-- START TASK INPUTS --
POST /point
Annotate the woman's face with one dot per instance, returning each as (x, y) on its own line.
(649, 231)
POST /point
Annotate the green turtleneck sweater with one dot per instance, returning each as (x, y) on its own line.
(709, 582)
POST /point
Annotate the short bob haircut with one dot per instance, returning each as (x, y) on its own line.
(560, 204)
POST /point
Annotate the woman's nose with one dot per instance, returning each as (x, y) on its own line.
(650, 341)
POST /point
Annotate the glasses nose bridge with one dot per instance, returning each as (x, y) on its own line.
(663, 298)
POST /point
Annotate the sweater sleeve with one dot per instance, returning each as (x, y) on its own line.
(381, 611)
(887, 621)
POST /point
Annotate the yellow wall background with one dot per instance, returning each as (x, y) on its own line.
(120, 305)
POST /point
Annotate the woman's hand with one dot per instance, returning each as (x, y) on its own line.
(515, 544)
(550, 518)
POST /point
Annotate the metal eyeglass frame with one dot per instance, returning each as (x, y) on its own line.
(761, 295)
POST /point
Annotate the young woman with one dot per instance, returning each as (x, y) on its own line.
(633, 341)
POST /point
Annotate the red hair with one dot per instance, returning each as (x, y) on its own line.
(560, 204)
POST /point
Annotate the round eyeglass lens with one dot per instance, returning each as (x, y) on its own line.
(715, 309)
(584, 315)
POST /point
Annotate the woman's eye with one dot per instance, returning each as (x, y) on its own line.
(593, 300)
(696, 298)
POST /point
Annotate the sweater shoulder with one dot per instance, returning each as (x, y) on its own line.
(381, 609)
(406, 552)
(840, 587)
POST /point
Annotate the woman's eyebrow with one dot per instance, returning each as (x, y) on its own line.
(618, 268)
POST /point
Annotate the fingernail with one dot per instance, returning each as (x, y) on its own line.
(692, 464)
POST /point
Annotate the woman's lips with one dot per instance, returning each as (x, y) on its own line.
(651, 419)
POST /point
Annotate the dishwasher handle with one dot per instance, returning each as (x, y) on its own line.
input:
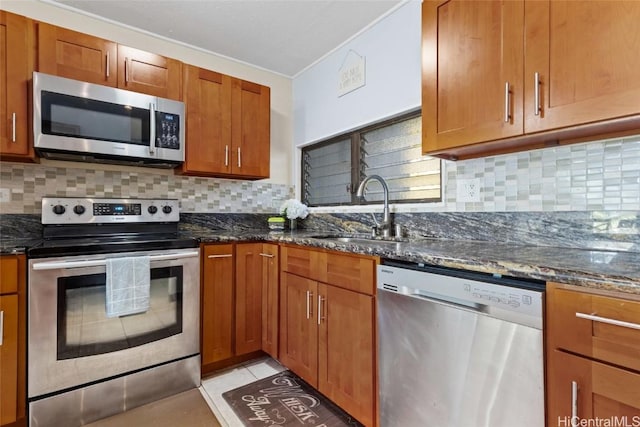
-- END TASK INPUTS --
-- AIM --
Reproduce every record word for word. The copy must contain no pictures.

-- PROBLEM SOLUTION --
POST /point
Annotate the woman's face with one dot per instance, returning each as (x, y) on its own line.
(649, 231)
POST /point
Annotate the green turtleneck sweater with one dot per instance, returning each as (x, y) on its own line.
(709, 582)
POST /point
Annotate the short bob haircut with one dot per instance, returning each as (x, y) on its own line.
(560, 204)
POST /point
Annotate the woman's nose with one dot per instance, returning each as (x, y) on its own line.
(650, 341)
POST /point
Annotate the glasses nose bridge with one dot per instance, returning each as (x, y) on its own line.
(663, 298)
POST /point
Annotate the sweater sleeve with one dot per instance, returning each as (x, y) on its own line.
(381, 611)
(887, 621)
POST /point
Annotate the yellow wall background with one dot per instance, returning each as (x, y) on its own line.
(120, 305)
POST /point
Annotate the woman's hand with one dot per instance, returning each as (x, y) on its own line.
(515, 544)
(550, 518)
POST /point
Annotate the metal eyeglass frame with one dot per instance, returning each as (x, y) on its own line.
(761, 295)
POST /point
Annotate the young woman with one dot per instance, returning each as (x, y) on its own line.
(633, 341)
POST /point
Annotate the red hair with one dot per instance, returning each as (x, y) on its own line.
(560, 204)
POST /point
Annotate the round eyeglass lens with one dot per instance, returning each as (x, y) on its own line.
(715, 309)
(584, 315)
POST /point
Annotate the woman's eye with one dot per instance, returning each as (x, y) on its own line.
(593, 300)
(696, 298)
POST /point
Annotate the sweater shoulder with one dot per instance, returning each as (x, y) on its own line.
(381, 609)
(406, 552)
(840, 587)
POST /point
Annotate the woman's eyebrow with one dot per instance, returning each as (x, y) on its own line.
(618, 268)
POST /point
Annotate the fingernail with one dot per instance, returning each as (x, y) on its own line.
(692, 464)
POST /point
Annotate the woman's lips with one dot per instance, returning each as (x, y) on its own line.
(651, 419)
POST /point
Annotate the dishwasher handle with one dot per instance, returning each as (x, y) on its own line.
input:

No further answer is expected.